** Start ENTRIES SUPPLIED **
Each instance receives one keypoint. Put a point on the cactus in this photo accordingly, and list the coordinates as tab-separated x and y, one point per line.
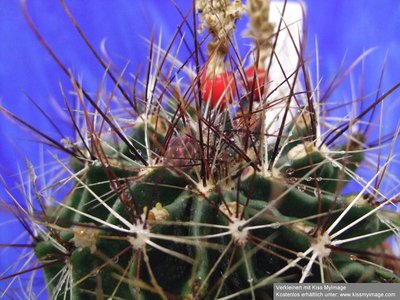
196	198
** End ENTRIES SUPPLIED **
** Start ENTRIES SUPPLIED **
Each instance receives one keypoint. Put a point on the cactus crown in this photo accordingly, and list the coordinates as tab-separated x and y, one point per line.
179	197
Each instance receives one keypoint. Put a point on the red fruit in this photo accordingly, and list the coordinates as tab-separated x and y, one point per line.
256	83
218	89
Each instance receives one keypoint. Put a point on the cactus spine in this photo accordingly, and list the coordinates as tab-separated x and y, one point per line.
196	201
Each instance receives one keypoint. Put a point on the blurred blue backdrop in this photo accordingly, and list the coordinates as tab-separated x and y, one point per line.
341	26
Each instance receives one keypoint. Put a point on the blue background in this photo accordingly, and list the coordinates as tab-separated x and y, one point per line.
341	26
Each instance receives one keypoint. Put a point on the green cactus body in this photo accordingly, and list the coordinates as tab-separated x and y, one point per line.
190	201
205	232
** End ENTRIES SUPPLIED **
- YOUR GOAL:
State how many lines of the data above contain the string "blue", matching case exactly, and give only that number.

- RESPONSE TO THE TASK:
2